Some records
• • •

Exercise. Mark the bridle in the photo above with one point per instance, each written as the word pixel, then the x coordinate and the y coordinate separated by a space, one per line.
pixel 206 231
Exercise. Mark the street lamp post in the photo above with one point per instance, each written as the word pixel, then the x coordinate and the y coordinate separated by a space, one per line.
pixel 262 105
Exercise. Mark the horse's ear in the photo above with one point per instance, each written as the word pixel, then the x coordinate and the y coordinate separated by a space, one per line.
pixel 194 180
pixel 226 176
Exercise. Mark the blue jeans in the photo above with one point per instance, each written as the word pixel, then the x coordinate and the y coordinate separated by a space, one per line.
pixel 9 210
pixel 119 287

• • •

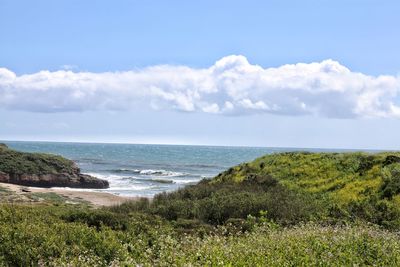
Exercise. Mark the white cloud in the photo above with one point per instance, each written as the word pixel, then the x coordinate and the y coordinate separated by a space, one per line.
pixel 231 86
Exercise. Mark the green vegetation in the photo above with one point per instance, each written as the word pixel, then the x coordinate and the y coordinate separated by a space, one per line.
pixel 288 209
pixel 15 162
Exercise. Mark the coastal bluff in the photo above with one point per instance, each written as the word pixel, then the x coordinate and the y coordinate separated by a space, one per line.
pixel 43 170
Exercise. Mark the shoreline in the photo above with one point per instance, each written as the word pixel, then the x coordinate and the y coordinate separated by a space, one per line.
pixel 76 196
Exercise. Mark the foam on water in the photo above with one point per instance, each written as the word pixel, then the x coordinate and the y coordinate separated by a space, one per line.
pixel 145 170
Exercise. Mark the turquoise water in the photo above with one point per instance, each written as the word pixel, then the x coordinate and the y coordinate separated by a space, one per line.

• • •

* **Exercise requirements**: Lay out the lines from the one holding "Exercise. Mark the shoreline" through the one holding "pixel 76 196", inclusive, as a two-column CSV with the headers input and output. Each row should pair a line with the answer beneath it, with each value in a single quoted field and any line breaks replaced by spaces.

* **Response to this exercise**:
input,output
"Exercise. Mark the shoreline in the photo above with one point per instance, each written as the word pixel, then the x coordinate and the y coordinate separated by a space, one per line.","pixel 76 196"